Reproduce the material verbatim, from its first line through the line containing "[0,0,626,417]", including both ends.

--- BEGIN Supplied records ---

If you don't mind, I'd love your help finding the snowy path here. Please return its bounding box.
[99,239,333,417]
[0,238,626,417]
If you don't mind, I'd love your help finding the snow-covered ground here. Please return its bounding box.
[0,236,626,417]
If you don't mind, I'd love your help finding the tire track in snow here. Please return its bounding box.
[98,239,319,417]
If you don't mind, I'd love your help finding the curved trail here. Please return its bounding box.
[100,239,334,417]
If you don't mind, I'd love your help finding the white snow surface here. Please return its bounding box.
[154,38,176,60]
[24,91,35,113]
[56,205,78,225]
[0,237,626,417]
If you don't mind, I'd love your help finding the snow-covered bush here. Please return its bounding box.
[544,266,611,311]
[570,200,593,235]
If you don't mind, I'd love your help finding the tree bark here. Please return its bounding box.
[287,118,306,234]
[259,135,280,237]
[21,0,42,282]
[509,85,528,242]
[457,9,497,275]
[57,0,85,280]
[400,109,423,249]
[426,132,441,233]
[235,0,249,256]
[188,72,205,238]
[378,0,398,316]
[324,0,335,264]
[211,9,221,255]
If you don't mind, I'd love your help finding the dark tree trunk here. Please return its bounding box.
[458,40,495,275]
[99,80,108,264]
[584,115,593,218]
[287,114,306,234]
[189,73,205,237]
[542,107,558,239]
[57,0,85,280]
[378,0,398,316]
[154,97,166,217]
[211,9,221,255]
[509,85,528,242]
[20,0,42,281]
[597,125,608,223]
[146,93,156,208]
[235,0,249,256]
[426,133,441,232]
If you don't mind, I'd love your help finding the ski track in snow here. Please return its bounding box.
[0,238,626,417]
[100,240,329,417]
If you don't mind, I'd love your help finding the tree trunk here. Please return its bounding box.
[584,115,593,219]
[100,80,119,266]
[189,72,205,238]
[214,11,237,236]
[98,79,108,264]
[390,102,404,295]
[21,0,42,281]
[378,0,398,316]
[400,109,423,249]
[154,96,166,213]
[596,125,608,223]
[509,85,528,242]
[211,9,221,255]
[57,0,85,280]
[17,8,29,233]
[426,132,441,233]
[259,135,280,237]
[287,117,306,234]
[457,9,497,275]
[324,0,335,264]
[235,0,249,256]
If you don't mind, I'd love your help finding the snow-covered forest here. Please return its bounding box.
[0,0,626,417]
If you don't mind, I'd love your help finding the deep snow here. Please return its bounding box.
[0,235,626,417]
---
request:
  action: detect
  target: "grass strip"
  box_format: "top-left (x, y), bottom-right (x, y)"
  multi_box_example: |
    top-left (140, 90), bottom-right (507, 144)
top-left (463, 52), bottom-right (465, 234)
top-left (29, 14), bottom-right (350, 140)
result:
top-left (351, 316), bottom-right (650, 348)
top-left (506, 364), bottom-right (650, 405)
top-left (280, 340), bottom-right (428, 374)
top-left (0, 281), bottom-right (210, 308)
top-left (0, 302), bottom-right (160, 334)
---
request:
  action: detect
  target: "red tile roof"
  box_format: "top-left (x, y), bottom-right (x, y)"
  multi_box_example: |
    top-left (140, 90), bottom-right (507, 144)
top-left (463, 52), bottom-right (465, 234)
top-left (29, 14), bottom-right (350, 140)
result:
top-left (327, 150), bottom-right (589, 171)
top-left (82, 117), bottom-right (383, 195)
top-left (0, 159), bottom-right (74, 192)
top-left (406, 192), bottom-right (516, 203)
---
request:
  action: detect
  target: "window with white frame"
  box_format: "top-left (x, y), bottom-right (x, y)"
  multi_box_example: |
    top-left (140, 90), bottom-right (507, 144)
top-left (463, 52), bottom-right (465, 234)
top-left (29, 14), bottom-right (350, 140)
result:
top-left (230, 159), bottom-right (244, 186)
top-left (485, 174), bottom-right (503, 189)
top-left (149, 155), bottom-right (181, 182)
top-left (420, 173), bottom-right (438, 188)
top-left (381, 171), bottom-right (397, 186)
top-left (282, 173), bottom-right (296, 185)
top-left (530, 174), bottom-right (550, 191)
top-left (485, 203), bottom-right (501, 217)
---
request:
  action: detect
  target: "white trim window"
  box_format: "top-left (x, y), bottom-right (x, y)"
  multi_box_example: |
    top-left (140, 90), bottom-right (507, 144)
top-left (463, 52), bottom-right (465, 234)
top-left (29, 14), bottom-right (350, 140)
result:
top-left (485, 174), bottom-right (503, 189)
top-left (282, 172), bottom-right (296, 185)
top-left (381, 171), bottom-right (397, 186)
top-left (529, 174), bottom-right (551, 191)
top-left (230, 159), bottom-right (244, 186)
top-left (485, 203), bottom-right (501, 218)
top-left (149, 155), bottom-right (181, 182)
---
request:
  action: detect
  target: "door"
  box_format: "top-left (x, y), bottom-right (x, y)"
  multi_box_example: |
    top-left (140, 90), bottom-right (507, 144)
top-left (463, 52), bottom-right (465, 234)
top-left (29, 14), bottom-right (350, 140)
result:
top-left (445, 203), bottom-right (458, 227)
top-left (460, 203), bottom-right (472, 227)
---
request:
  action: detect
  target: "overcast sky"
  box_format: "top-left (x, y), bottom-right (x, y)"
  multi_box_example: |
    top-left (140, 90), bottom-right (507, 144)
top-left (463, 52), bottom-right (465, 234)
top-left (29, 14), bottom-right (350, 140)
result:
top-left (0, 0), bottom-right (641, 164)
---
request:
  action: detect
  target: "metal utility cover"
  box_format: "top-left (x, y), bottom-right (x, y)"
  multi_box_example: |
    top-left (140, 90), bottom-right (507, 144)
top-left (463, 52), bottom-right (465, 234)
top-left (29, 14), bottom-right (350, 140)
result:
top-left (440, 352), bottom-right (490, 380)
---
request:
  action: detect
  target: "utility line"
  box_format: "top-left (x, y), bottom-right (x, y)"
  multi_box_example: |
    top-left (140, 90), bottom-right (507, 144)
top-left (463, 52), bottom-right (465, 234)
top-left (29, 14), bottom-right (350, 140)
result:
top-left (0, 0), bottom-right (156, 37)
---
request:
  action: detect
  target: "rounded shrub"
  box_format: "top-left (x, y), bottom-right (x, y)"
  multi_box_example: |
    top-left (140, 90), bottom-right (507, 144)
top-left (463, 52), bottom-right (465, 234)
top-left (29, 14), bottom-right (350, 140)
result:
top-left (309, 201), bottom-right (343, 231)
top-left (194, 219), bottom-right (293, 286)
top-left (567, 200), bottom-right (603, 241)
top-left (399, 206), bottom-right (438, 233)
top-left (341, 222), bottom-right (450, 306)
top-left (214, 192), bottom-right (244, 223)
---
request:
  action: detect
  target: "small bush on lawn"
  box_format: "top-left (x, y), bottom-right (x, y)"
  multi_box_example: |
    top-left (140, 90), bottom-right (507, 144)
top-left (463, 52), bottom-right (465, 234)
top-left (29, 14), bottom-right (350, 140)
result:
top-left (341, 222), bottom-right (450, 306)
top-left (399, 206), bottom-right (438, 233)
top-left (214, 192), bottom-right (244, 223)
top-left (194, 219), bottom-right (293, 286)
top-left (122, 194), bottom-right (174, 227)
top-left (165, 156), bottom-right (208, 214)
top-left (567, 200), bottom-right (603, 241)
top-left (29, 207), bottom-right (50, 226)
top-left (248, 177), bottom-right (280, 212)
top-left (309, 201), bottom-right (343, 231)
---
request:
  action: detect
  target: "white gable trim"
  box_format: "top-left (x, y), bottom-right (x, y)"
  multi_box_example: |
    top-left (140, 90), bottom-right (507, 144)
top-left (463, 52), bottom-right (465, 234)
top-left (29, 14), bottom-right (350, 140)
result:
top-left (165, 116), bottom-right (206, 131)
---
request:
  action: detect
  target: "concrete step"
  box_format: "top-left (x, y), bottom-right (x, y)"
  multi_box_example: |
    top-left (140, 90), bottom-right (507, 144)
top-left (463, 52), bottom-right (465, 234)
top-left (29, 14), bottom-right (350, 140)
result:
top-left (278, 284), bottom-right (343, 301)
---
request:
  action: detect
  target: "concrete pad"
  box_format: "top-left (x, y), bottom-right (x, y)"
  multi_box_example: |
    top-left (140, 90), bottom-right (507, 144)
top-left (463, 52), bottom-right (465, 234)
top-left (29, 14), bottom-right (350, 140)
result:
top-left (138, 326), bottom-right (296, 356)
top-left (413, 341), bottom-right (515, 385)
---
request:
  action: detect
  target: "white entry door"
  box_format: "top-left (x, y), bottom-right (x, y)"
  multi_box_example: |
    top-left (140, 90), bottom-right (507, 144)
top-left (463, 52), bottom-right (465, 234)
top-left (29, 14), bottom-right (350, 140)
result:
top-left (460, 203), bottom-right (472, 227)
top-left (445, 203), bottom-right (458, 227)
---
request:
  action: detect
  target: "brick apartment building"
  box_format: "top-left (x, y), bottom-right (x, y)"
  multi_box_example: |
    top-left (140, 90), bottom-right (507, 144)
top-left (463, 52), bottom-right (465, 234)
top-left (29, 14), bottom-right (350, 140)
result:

--- END Supplied records ---

-- Expected answer --
If you don't mind, I'd love your help finding the snowy path here. Please return its bounding box.
[99,239,333,417]
[0,238,626,417]
If you don't mind, I'd love your help finding the snow-covered ground here. Please return its bounding box.
[0,236,626,417]
If you don't mind, I'd love your help finding the tire track in snow here. Please return its bounding box.
[98,239,319,417]
If you don't mind, I'd love your help finding the curved trail here. Please return its bounding box.
[100,239,334,417]
If you don't mind, I'd love your help finding the white snow surface here. Please return its bounding box.
[154,38,176,60]
[24,91,35,113]
[56,205,78,225]
[0,237,626,417]
If you don't mind, I'd love your help finding the snow-covered bush here. Please return its bounding box.
[544,266,611,311]
[570,200,593,235]
If you don't mind, I'd love your help finding the tree bark here. Please return its bounding box.
[287,118,306,234]
[259,135,280,237]
[21,0,42,282]
[509,85,528,242]
[457,9,497,275]
[57,0,85,280]
[400,109,423,249]
[426,132,441,233]
[235,0,249,256]
[188,72,205,238]
[378,0,398,316]
[324,0,335,264]
[211,9,221,255]
If you don't mind, I'd love your help finding the dark tree trunk here. Please return its bounding box.
[458,40,495,275]
[99,80,108,264]
[584,115,593,218]
[287,114,306,234]
[189,73,205,237]
[542,107,558,239]
[57,0,85,280]
[378,0,398,316]
[154,97,166,217]
[211,9,221,255]
[509,85,528,242]
[20,0,42,281]
[597,125,608,223]
[146,93,156,208]
[235,0,249,256]
[426,133,441,232]
If you don't mind, I'd love your help finding the ski track in snow here. Please return its bounding box.
[0,238,626,417]
[100,240,329,417]
If you don't mind, I'd love your help finding the tree trunk here. Please return its bounding box.
[584,115,593,219]
[100,80,119,266]
[189,72,205,238]
[214,11,237,236]
[98,79,108,264]
[390,102,404,295]
[21,0,42,281]
[378,0,398,316]
[400,109,423,249]
[154,96,166,213]
[596,125,608,223]
[509,85,528,242]
[211,9,221,255]
[57,0,85,280]
[17,8,29,233]
[426,132,441,233]
[259,135,280,237]
[287,117,306,234]
[457,9,497,275]
[324,0,335,264]
[235,0,249,256]
If you don't mind, I'd love your help finding the snow-covered forest here. Please return its bounding box.
[0,0,626,417]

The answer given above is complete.